## The task
Please gather every line of the rows below that contains the string "dirt", and copy each one out.

(Records for location labeling)

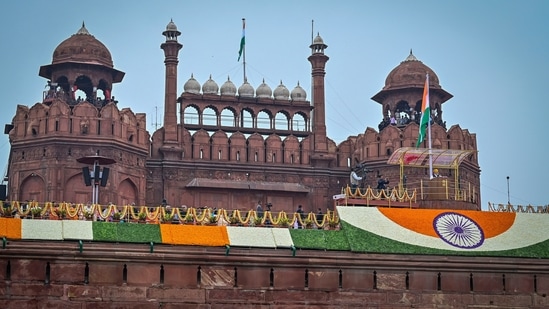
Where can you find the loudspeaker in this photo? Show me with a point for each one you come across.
(96, 177)
(8, 128)
(3, 192)
(86, 174)
(105, 176)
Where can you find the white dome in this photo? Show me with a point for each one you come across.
(263, 91)
(246, 90)
(228, 88)
(210, 87)
(192, 86)
(298, 93)
(281, 92)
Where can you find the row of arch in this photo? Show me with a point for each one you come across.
(246, 118)
(33, 188)
(81, 119)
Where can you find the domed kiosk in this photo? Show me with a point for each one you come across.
(96, 70)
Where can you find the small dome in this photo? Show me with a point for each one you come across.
(210, 87)
(410, 73)
(263, 91)
(82, 47)
(318, 39)
(192, 86)
(298, 93)
(171, 26)
(246, 90)
(281, 92)
(228, 88)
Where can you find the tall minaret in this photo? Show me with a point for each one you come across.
(318, 61)
(171, 47)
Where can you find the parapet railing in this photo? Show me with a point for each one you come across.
(517, 208)
(164, 214)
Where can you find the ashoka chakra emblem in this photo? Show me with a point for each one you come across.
(458, 230)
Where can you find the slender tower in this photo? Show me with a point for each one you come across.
(320, 143)
(170, 148)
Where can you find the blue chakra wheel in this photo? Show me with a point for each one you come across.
(458, 230)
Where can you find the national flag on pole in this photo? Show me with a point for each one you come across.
(243, 40)
(425, 113)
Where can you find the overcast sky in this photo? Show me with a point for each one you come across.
(492, 55)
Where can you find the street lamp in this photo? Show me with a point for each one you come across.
(99, 177)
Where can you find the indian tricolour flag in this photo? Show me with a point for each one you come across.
(243, 40)
(425, 113)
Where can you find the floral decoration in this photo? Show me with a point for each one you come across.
(196, 235)
(42, 229)
(10, 228)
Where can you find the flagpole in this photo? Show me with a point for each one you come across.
(244, 50)
(429, 135)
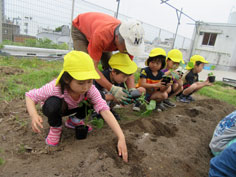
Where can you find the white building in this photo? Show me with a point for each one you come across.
(216, 42)
(57, 37)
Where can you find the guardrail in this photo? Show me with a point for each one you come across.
(21, 51)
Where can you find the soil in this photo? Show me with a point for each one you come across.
(173, 143)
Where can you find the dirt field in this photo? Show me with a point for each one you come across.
(173, 143)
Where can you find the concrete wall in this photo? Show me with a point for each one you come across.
(223, 52)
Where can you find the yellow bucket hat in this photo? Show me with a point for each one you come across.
(122, 62)
(175, 55)
(195, 58)
(79, 65)
(156, 52)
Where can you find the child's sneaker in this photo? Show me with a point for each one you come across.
(136, 107)
(190, 98)
(116, 115)
(160, 107)
(168, 103)
(183, 99)
(73, 121)
(54, 136)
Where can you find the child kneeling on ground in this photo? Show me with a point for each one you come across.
(62, 96)
(151, 78)
(174, 58)
(191, 83)
(223, 147)
(121, 67)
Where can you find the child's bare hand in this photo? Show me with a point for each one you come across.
(160, 84)
(169, 84)
(122, 149)
(36, 123)
(207, 83)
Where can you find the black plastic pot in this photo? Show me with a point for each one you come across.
(81, 132)
(180, 73)
(211, 78)
(166, 79)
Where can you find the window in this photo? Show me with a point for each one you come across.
(209, 39)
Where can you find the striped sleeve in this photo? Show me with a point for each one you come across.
(41, 94)
(99, 104)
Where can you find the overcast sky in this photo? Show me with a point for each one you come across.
(161, 15)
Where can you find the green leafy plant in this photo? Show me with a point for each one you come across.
(175, 75)
(190, 64)
(2, 161)
(210, 74)
(212, 67)
(1, 46)
(150, 106)
(98, 123)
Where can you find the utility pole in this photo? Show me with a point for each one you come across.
(1, 18)
(179, 13)
(71, 19)
(176, 32)
(117, 10)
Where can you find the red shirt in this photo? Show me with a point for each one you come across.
(99, 30)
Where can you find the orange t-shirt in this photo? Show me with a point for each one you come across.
(99, 30)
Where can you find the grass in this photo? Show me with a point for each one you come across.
(221, 92)
(35, 73)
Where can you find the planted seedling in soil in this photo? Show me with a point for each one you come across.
(211, 77)
(149, 106)
(81, 131)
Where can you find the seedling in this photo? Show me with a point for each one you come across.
(178, 75)
(212, 67)
(211, 74)
(211, 77)
(2, 161)
(190, 64)
(149, 106)
(98, 123)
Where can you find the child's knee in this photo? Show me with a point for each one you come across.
(142, 90)
(52, 105)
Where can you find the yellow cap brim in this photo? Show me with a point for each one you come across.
(127, 70)
(188, 68)
(59, 77)
(80, 75)
(85, 75)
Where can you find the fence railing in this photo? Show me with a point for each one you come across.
(52, 20)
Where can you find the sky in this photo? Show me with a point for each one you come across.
(54, 13)
(163, 16)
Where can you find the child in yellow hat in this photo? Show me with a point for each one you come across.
(121, 68)
(151, 78)
(62, 96)
(191, 83)
(173, 59)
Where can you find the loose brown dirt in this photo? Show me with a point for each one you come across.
(173, 143)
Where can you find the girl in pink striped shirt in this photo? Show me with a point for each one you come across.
(61, 97)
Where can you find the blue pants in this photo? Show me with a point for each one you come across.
(225, 163)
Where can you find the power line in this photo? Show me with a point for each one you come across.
(177, 10)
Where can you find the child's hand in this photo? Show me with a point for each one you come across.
(160, 84)
(122, 149)
(207, 83)
(36, 123)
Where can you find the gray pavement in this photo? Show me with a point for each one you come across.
(219, 74)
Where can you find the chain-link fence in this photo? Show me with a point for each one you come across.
(40, 19)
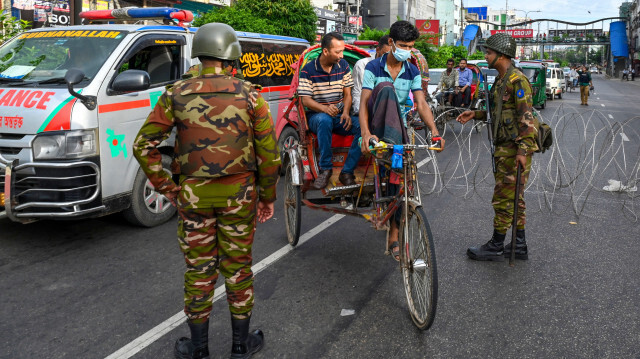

## Full output
Where can you find the dirt field in this photo? Show me with a point for each one you come across.
Where can you find the loose brown dirt in this photo? Show me with a point for each one you come across.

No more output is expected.